TO DO: Please read the travel passage about Tallin, Estonia below and name the sea the writer stares out over from the cliff.

PASSAGE FOR REVIEW:
##############################
We catch a bus from the airport, back 600 years into the Old Town, where all the beauties are collected together in a square dedicated to Freedom.
Beauty of face, beauty of architecture, beauty of heart and beauty of soul. I stroll in this place and I laugh and wave to the family that dust the streets with memories.
Tallin, Estonia is another home. These friends another family. We drink beer. The sun does not sink below the horizon. I stand up high on a cliff face with a thousand year old stone fence as guardian, and stare out over the Baltic Sea towards what is still to come, but it is no surprise that here I am content. And yet, what true journey man is ever blessed with bliss, settled upon the word content. I say goodbye in the square, my friends close their eyes when I speak of where I am going. They thank me, I thank them.
In the morning, Sam and I walk slow toward the dock, a languid parting with this beautiful, aged city. We travel over the sea, in a box built of lights, shopping, queues and ovine chatter which crescendos down the corridors of the ferry as a Momentus tide, as though the very beigeness of all aboard, is enough to keep us afloat upon these cobalt plains.
##############################
DATASET CONTENT:
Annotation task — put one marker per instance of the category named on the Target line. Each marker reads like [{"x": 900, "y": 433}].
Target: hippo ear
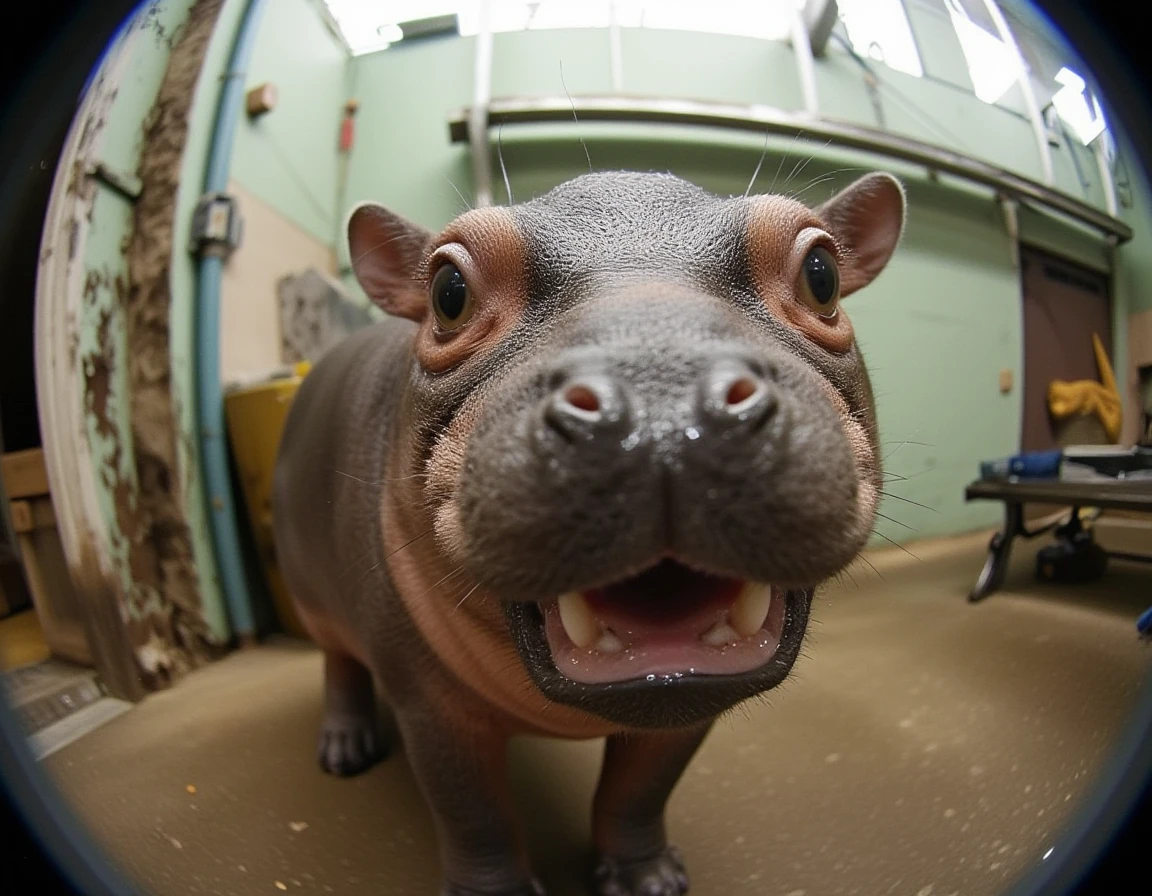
[
  {"x": 386, "y": 252},
  {"x": 869, "y": 218}
]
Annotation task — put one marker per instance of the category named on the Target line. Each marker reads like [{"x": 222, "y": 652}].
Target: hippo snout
[{"x": 722, "y": 454}]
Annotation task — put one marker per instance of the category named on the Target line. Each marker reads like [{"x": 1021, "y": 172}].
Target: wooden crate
[{"x": 57, "y": 604}]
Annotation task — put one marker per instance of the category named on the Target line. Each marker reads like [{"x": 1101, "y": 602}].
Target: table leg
[{"x": 992, "y": 576}]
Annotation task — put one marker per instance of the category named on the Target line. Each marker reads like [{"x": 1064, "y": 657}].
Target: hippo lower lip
[{"x": 668, "y": 621}]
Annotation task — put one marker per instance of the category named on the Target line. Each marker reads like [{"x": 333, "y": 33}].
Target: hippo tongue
[
  {"x": 667, "y": 622},
  {"x": 665, "y": 604}
]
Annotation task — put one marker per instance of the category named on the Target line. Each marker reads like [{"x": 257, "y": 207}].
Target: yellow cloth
[{"x": 1085, "y": 396}]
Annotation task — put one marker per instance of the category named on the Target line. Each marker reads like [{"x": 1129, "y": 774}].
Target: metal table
[{"x": 1119, "y": 495}]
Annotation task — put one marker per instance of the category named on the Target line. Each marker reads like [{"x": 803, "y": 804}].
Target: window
[
  {"x": 1077, "y": 106},
  {"x": 991, "y": 62},
  {"x": 369, "y": 25},
  {"x": 879, "y": 29}
]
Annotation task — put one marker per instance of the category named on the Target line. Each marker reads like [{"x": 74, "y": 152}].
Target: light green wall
[
  {"x": 288, "y": 157},
  {"x": 937, "y": 328},
  {"x": 182, "y": 281}
]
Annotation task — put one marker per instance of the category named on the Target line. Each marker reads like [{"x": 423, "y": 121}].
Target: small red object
[{"x": 348, "y": 126}]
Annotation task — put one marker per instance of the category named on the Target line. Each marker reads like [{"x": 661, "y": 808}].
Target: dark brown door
[{"x": 1063, "y": 305}]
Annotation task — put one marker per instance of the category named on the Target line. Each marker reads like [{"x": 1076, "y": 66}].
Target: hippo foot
[
  {"x": 532, "y": 888},
  {"x": 349, "y": 744},
  {"x": 660, "y": 875}
]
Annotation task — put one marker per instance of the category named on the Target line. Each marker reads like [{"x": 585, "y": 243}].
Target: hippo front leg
[
  {"x": 639, "y": 773},
  {"x": 461, "y": 766}
]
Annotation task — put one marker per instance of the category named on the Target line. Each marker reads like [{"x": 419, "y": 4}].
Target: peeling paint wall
[
  {"x": 167, "y": 622},
  {"x": 136, "y": 556}
]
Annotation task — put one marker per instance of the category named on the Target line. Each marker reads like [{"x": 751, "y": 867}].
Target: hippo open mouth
[
  {"x": 667, "y": 646},
  {"x": 667, "y": 621}
]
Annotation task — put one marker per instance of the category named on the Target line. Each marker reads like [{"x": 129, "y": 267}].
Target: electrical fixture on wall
[{"x": 260, "y": 100}]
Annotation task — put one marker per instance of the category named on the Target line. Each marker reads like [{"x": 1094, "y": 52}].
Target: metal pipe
[
  {"x": 1100, "y": 147},
  {"x": 760, "y": 119},
  {"x": 478, "y": 114},
  {"x": 615, "y": 57},
  {"x": 210, "y": 417},
  {"x": 805, "y": 67},
  {"x": 1039, "y": 130}
]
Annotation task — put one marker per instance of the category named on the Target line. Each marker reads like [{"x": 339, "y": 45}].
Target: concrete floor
[{"x": 925, "y": 746}]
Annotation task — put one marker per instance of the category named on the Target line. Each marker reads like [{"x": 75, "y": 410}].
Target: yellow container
[{"x": 256, "y": 419}]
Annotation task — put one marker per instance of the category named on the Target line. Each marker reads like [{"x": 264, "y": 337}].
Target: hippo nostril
[
  {"x": 741, "y": 390},
  {"x": 734, "y": 393},
  {"x": 582, "y": 397},
  {"x": 586, "y": 407}
]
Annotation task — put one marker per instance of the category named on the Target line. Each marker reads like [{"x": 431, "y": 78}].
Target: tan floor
[
  {"x": 925, "y": 746},
  {"x": 21, "y": 640}
]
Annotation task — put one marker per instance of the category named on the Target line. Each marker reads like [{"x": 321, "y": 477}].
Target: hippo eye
[
  {"x": 820, "y": 281},
  {"x": 452, "y": 300}
]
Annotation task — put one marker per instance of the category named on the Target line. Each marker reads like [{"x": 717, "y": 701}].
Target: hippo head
[{"x": 641, "y": 423}]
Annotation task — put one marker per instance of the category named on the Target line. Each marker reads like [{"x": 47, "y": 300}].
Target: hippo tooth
[
  {"x": 580, "y": 624},
  {"x": 750, "y": 609},
  {"x": 609, "y": 643},
  {"x": 720, "y": 633}
]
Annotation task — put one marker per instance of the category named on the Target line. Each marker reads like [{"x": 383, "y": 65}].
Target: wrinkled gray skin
[{"x": 638, "y": 289}]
##############################
ANSWER TO THIS EXERCISE: The Baltic Sea.